◆ **Orientação 1**: Desloque em 138 cada coordenada das respostas e repita, com os pedidos, só as linhas da listagem entre a linha que contém "facade? Indicate one point per instance." e o fim da listagem, inclusive.

Engenheiro agrônomo, formado pela Escola Superior de Agricultura Luiz de Queiroz, da Universidade de São Paulo, com mestrado e doutorado pela mesma universidade. É pesquisador da Embrapa Pecuária Sudeste e especialista em nutrição animal com enfoque nos seguintes temas: exigência e eficiência na produção animal, qualidade de produtos animais e soluções tecnológicas para produção sustentável.
Foto: Bela Magrela
Há muitos caminhos para reduzir as emissões de gases de efeito estufa (GEE) relacionados ao setor da pecuária. A Organização das Nações Unidas para a Alimentação e a Agricultura (FAO) lançou, no ano passado, uma bela publicação, Caminhos para emissões mais baixas, mostrando o potencial de vários deles. A boa notícia é que o setor pode ajudar muito a resolver tanto a questão das mudanças climáticas, como o desafio para alimentar uma população humana crescente e, cada vez mais, ávida pelo consumo de alimentos de origem animal.
Esse texto basicamente é um reporte resumido dos caminhos apontados, alguns de seus desafios e quanto eles podem contribuir na redução das emissões, de maneira a divulgar o conteúdo da publicação a um público mais amplo.
As emissões de sistemas agroalimentares pecuários (gado, búfalos, ovinos, caprinos, suínos e aves) equivalem a 6,2 Gt CO2-eq, cerca de 12,0% de emissões antropogênicas de gases do efeito estufa (GEE, ano base 2015). Isso com uma avaliação abrangente das emissões de gases de efeito estufa (GEE) de sistemas agroalimentares pecuários, compreendendo processos à jusante (upstream) e à montante (downstream) da porteira da fazenda, incluindo a mudança no uso da terra (MUT), da cadeia de suprimentos e do processamento primário. Os valores foram calculados com o Modelo Global de Avaliação Ambiental Pecuária, GLEAM, da FAO.
Uma característica interessante é que a intensidade de emissão (kg de CO2-eq/kg de produto) varia muito em função do local, da espécie, dos sistemas de produção, do manejo etc., o que é uma boa notícia ao permitir vislumbrar grandes reduções, por vários caminhos.
A espécie bovina é responsável por mais de 60,0% das emissões, em função de sua participação em número, biomassa e, particularmente, pela fermentação entérica. Com essa contribuição, cerca de 2/3 das emissões de produtos comestíveis da pecuária (carne, leite e ovos), de todas as espécies advém da carne. A maior parte dos GEE emitidos pela pecuária é o metano (CH4), perfazendo 54,0 %, enquanto o dióxido de carbono (CO2) e o óxido nitroso (N2O) representam 31,0% e 15,0 %, respectivamente.
Para produtos de origem animal é esperado um aumento de demanda, de mais de 20% até 2050. Na África, onde mais a população pode se beneficiar com o aumento de oferta de alimentos de origem animal, é esperado o dobro da demanda para 2050. Uma vantagem dos produtos de origem animal é que eles usam apenas 17,0% de alimentos passíveis de consumo por humanos e o que explica esse baixo índice de competição é que, além de 60,0% da matéria seca necessária ser de pastagens e folhosas, há um grande aproveitamento de coprodutos e resíduos pelos animais, com destaque para os ruminantes.

◆ **Os dados**:
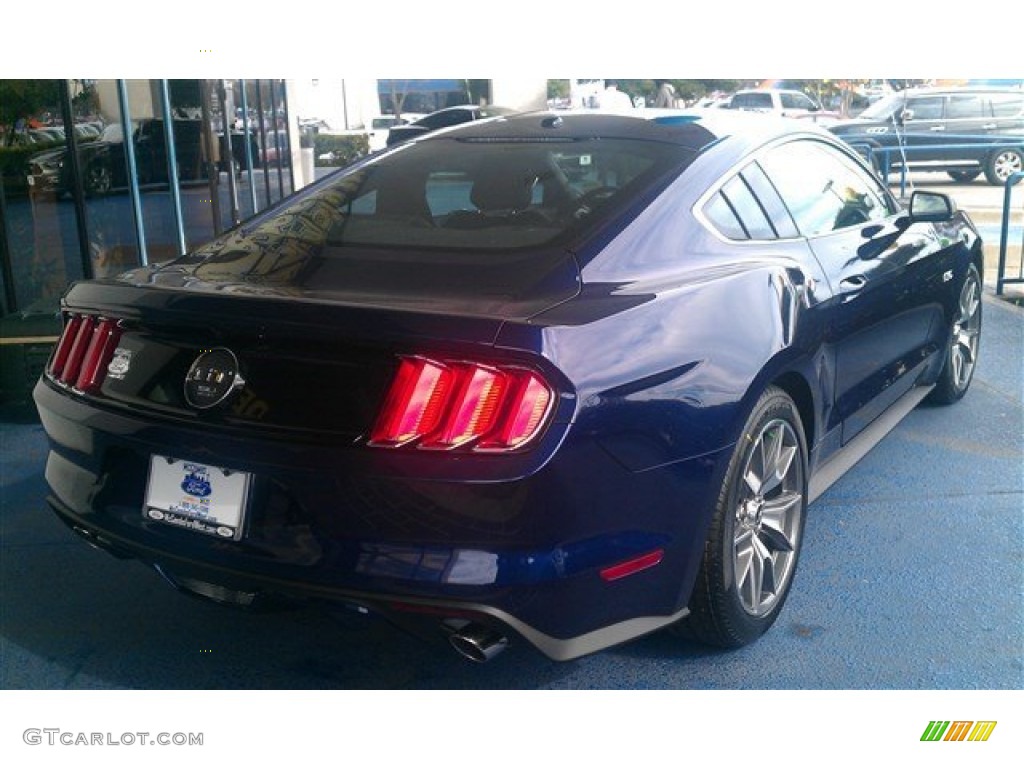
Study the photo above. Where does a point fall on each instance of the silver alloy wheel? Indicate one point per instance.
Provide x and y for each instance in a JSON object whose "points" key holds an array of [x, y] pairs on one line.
{"points": [[967, 332], [1006, 163], [768, 518]]}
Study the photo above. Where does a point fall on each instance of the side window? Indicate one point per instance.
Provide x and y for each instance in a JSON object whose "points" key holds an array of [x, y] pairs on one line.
{"points": [[1008, 104], [964, 105], [823, 189], [927, 108], [723, 218], [796, 101], [752, 101]]}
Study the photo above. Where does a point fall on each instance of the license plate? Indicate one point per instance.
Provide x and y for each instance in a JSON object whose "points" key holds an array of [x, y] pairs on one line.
{"points": [[197, 497]]}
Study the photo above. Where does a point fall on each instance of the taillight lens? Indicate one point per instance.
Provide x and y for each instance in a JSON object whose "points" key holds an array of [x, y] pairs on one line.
{"points": [[443, 406], [84, 351]]}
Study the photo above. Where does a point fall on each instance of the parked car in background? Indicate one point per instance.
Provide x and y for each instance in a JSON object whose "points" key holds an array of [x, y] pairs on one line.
{"points": [[276, 146], [103, 161], [965, 131], [103, 164], [379, 128], [565, 377], [443, 119], [786, 103]]}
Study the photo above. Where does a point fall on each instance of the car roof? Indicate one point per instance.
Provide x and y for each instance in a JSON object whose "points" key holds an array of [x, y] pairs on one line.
{"points": [[940, 90], [694, 129]]}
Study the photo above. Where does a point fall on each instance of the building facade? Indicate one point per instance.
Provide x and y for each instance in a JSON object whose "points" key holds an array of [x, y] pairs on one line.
{"points": [[79, 200]]}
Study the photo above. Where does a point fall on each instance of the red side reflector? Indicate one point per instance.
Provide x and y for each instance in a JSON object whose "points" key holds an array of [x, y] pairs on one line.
{"points": [[635, 565], [443, 406]]}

◆ **Orientação 2**: Diga se cada afirmação concorda com o texto sobre emissões da pecuária, respondendo sim ou não e citando as palavras do texto que decidem: (a) os bovinos respondem por mais de 60% das emissões; (b) o gás emitido em maior parte pela pecuária é o dióxido de carbono; (c) na África, espera-se que a demanda triplique até 2050.

◆ **Resposta escrita 1**:
Study the photo above. Where does a point fall on each instance of the building facade? Indicate one point per instance.
Provide x and y for each instance in a JSON object whose "points" key holds an array of [x, y] pairs on one line.
{"points": [[217, 338]]}
Study the photo above. Where does a point fall on each instance of the red side reflector? Indicate one point per instance.
Provide x and y for each instance in a JSON object whose "points" key holds an array of [x, y] pairs on one line.
{"points": [[773, 703], [581, 544]]}

◆ **Resposta escrita 2**:
(a) Sim: "A espécie bovina é responsável por mais de 60,0% das emissões".
(b) Não: "A maior parte dos GEE emitidos pela pecuária é o metano (CH4), perfazendo 54,0 %".
(c) Não: "é esperado o dobro da demanda para 2050".